# WHAT THE TASK ASKS
Work out how many lines of the material below contain the word "house", and give only that number.

[Box annotations for photos]
— begin —
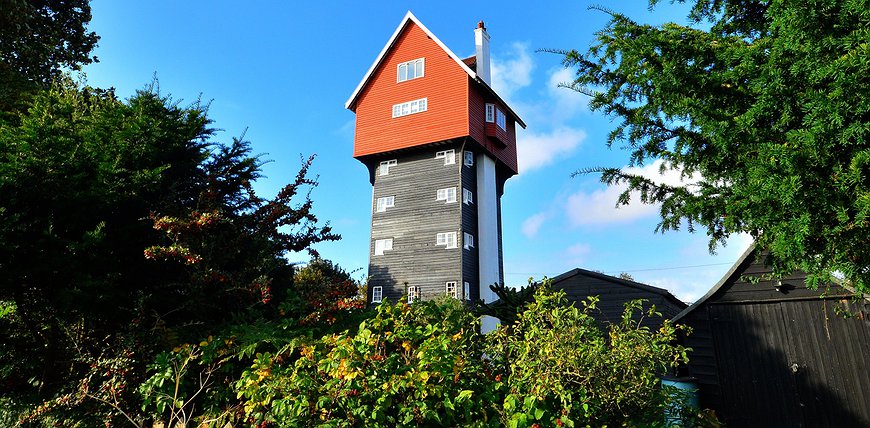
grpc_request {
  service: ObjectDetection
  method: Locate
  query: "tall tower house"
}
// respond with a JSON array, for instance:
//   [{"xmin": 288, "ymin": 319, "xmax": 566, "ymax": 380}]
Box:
[{"xmin": 345, "ymin": 12, "xmax": 525, "ymax": 320}]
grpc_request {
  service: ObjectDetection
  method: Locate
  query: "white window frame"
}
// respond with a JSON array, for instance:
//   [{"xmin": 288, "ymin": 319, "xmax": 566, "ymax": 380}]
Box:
[
  {"xmin": 435, "ymin": 187, "xmax": 456, "ymax": 204},
  {"xmin": 372, "ymin": 285, "xmax": 384, "ymax": 303},
  {"xmin": 378, "ymin": 159, "xmax": 399, "ymax": 175},
  {"xmin": 393, "ymin": 98, "xmax": 429, "ymax": 119},
  {"xmin": 375, "ymin": 238, "xmax": 393, "ymax": 256},
  {"xmin": 444, "ymin": 281, "xmax": 459, "ymax": 299},
  {"xmin": 435, "ymin": 149, "xmax": 456, "ymax": 165},
  {"xmin": 375, "ymin": 196, "xmax": 396, "ymax": 213},
  {"xmin": 495, "ymin": 108, "xmax": 507, "ymax": 131},
  {"xmin": 396, "ymin": 58, "xmax": 426, "ymax": 83},
  {"xmin": 462, "ymin": 232, "xmax": 474, "ymax": 250},
  {"xmin": 435, "ymin": 232, "xmax": 457, "ymax": 248}
]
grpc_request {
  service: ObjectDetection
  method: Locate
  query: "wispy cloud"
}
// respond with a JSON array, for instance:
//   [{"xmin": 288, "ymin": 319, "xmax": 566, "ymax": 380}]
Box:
[
  {"xmin": 565, "ymin": 159, "xmax": 696, "ymax": 226},
  {"xmin": 517, "ymin": 127, "xmax": 586, "ymax": 173},
  {"xmin": 490, "ymin": 42, "xmax": 535, "ymax": 100}
]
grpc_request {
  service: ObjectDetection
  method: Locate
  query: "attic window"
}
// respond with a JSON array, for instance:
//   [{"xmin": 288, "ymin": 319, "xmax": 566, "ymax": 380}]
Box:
[
  {"xmin": 486, "ymin": 104, "xmax": 507, "ymax": 131},
  {"xmin": 393, "ymin": 98, "xmax": 427, "ymax": 118},
  {"xmin": 396, "ymin": 58, "xmax": 426, "ymax": 82}
]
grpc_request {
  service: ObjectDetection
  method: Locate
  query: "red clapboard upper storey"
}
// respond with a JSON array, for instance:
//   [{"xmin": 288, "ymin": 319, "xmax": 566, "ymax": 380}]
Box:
[{"xmin": 346, "ymin": 12, "xmax": 525, "ymax": 174}]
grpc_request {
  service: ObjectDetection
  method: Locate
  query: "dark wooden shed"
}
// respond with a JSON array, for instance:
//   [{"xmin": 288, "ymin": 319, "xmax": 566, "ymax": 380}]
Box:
[
  {"xmin": 674, "ymin": 247, "xmax": 870, "ymax": 427},
  {"xmin": 550, "ymin": 268, "xmax": 687, "ymax": 329}
]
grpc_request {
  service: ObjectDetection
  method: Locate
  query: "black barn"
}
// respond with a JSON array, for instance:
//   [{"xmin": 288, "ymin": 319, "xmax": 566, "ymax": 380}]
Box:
[
  {"xmin": 674, "ymin": 248, "xmax": 870, "ymax": 427},
  {"xmin": 550, "ymin": 268, "xmax": 687, "ymax": 329}
]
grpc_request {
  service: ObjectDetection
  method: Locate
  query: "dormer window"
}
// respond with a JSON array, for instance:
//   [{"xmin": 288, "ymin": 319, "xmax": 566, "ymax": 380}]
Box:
[
  {"xmin": 486, "ymin": 104, "xmax": 507, "ymax": 131},
  {"xmin": 396, "ymin": 58, "xmax": 426, "ymax": 82}
]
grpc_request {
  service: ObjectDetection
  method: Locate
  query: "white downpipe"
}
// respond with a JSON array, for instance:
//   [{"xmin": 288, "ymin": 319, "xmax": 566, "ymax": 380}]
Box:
[{"xmin": 477, "ymin": 153, "xmax": 499, "ymax": 333}]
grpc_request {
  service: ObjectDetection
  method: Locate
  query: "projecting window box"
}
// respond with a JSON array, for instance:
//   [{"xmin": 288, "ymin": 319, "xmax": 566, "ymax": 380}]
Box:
[
  {"xmin": 375, "ymin": 238, "xmax": 393, "ymax": 256},
  {"xmin": 396, "ymin": 58, "xmax": 426, "ymax": 83},
  {"xmin": 393, "ymin": 98, "xmax": 427, "ymax": 118},
  {"xmin": 444, "ymin": 282, "xmax": 459, "ymax": 299},
  {"xmin": 435, "ymin": 232, "xmax": 456, "ymax": 248},
  {"xmin": 462, "ymin": 232, "xmax": 474, "ymax": 250},
  {"xmin": 378, "ymin": 159, "xmax": 399, "ymax": 175},
  {"xmin": 372, "ymin": 285, "xmax": 384, "ymax": 303},
  {"xmin": 435, "ymin": 187, "xmax": 456, "ymax": 204},
  {"xmin": 375, "ymin": 196, "xmax": 396, "ymax": 213},
  {"xmin": 435, "ymin": 150, "xmax": 456, "ymax": 165}
]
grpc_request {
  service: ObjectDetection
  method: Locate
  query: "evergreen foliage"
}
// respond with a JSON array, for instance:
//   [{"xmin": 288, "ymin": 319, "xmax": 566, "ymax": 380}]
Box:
[{"xmin": 561, "ymin": 0, "xmax": 870, "ymax": 293}]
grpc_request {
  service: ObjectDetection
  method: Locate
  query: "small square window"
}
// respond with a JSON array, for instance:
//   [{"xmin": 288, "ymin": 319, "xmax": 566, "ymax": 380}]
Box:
[
  {"xmin": 435, "ymin": 232, "xmax": 456, "ymax": 248},
  {"xmin": 375, "ymin": 196, "xmax": 396, "ymax": 213},
  {"xmin": 378, "ymin": 159, "xmax": 399, "ymax": 175},
  {"xmin": 444, "ymin": 282, "xmax": 459, "ymax": 299},
  {"xmin": 372, "ymin": 285, "xmax": 384, "ymax": 303},
  {"xmin": 435, "ymin": 150, "xmax": 456, "ymax": 165},
  {"xmin": 462, "ymin": 232, "xmax": 474, "ymax": 250},
  {"xmin": 375, "ymin": 238, "xmax": 393, "ymax": 256},
  {"xmin": 486, "ymin": 104, "xmax": 495, "ymax": 123},
  {"xmin": 396, "ymin": 58, "xmax": 426, "ymax": 82},
  {"xmin": 435, "ymin": 187, "xmax": 456, "ymax": 204}
]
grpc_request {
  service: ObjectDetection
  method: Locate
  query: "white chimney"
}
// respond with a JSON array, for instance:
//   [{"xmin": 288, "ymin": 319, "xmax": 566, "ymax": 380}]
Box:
[{"xmin": 474, "ymin": 21, "xmax": 492, "ymax": 86}]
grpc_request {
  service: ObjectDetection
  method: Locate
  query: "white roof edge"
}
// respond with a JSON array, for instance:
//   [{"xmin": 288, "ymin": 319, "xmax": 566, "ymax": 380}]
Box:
[{"xmin": 344, "ymin": 10, "xmax": 477, "ymax": 109}]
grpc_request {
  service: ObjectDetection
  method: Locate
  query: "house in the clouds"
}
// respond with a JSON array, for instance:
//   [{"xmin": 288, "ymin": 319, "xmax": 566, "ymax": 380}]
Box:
[
  {"xmin": 673, "ymin": 247, "xmax": 870, "ymax": 427},
  {"xmin": 346, "ymin": 12, "xmax": 525, "ymax": 330}
]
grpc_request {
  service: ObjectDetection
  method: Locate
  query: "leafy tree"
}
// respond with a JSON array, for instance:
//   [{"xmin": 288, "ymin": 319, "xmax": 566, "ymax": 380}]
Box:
[
  {"xmin": 561, "ymin": 0, "xmax": 870, "ymax": 292},
  {"xmin": 0, "ymin": 0, "xmax": 99, "ymax": 112},
  {"xmin": 238, "ymin": 298, "xmax": 498, "ymax": 427},
  {"xmin": 487, "ymin": 285, "xmax": 688, "ymax": 427},
  {"xmin": 0, "ymin": 82, "xmax": 338, "ymax": 426}
]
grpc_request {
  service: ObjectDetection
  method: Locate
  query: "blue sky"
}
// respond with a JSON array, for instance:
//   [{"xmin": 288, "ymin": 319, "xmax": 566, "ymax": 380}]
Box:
[{"xmin": 85, "ymin": 0, "xmax": 749, "ymax": 301}]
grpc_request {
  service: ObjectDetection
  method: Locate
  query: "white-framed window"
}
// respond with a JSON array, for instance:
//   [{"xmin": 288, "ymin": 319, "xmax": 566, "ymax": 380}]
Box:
[
  {"xmin": 462, "ymin": 189, "xmax": 474, "ymax": 205},
  {"xmin": 393, "ymin": 98, "xmax": 428, "ymax": 118},
  {"xmin": 435, "ymin": 149, "xmax": 456, "ymax": 165},
  {"xmin": 486, "ymin": 104, "xmax": 507, "ymax": 130},
  {"xmin": 435, "ymin": 232, "xmax": 456, "ymax": 248},
  {"xmin": 378, "ymin": 159, "xmax": 399, "ymax": 175},
  {"xmin": 435, "ymin": 187, "xmax": 456, "ymax": 204},
  {"xmin": 462, "ymin": 232, "xmax": 474, "ymax": 250},
  {"xmin": 444, "ymin": 281, "xmax": 459, "ymax": 299},
  {"xmin": 375, "ymin": 196, "xmax": 396, "ymax": 213},
  {"xmin": 396, "ymin": 58, "xmax": 426, "ymax": 83},
  {"xmin": 375, "ymin": 238, "xmax": 393, "ymax": 256},
  {"xmin": 372, "ymin": 285, "xmax": 384, "ymax": 303},
  {"xmin": 486, "ymin": 104, "xmax": 495, "ymax": 123},
  {"xmin": 495, "ymin": 109, "xmax": 507, "ymax": 131}
]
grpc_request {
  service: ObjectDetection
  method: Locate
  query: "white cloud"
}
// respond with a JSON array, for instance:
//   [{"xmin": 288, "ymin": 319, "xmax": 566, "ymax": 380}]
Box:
[
  {"xmin": 565, "ymin": 159, "xmax": 697, "ymax": 226},
  {"xmin": 490, "ymin": 42, "xmax": 535, "ymax": 100},
  {"xmin": 522, "ymin": 212, "xmax": 550, "ymax": 239},
  {"xmin": 517, "ymin": 126, "xmax": 586, "ymax": 173}
]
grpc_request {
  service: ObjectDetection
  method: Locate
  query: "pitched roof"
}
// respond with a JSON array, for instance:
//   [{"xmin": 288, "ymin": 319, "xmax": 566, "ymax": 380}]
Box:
[
  {"xmin": 671, "ymin": 242, "xmax": 755, "ymax": 322},
  {"xmin": 550, "ymin": 268, "xmax": 686, "ymax": 306},
  {"xmin": 344, "ymin": 10, "xmax": 526, "ymax": 128}
]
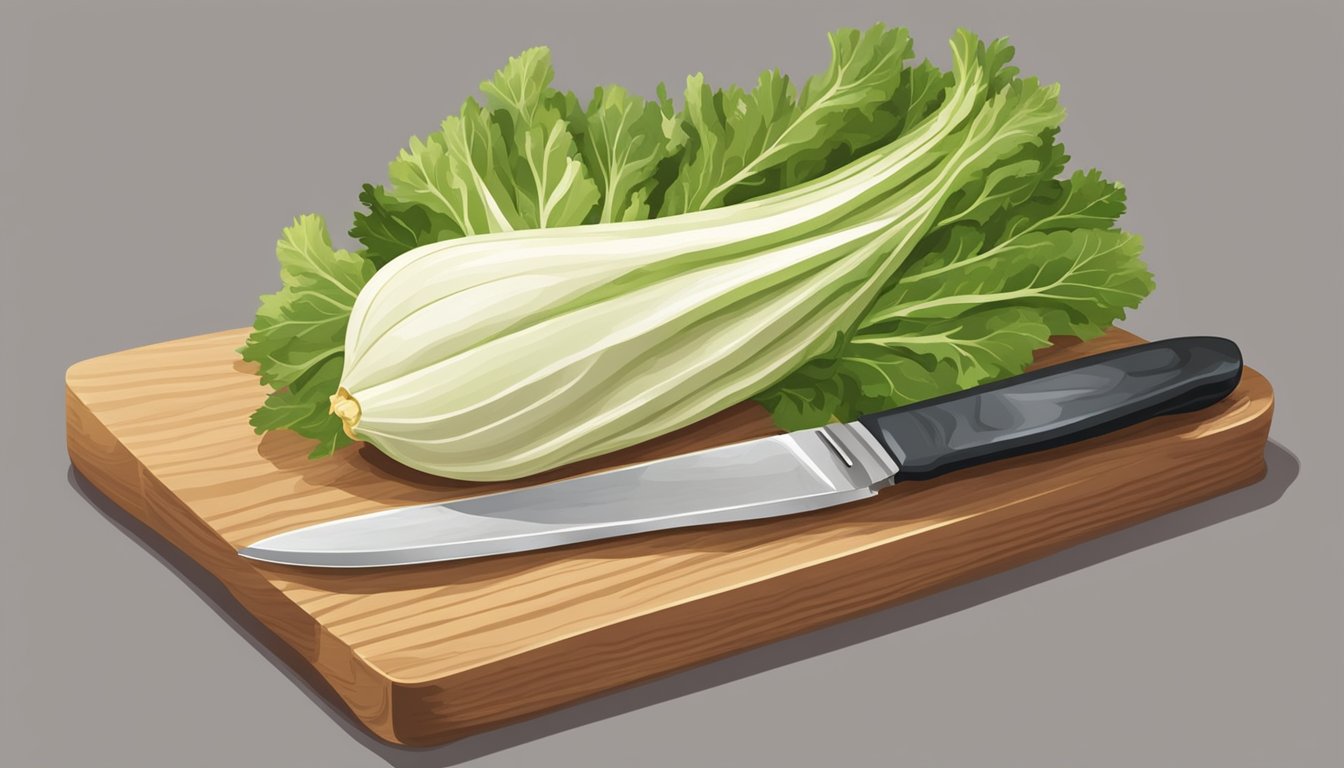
— end —
# SOLUTION TO THIS PROBLEM
2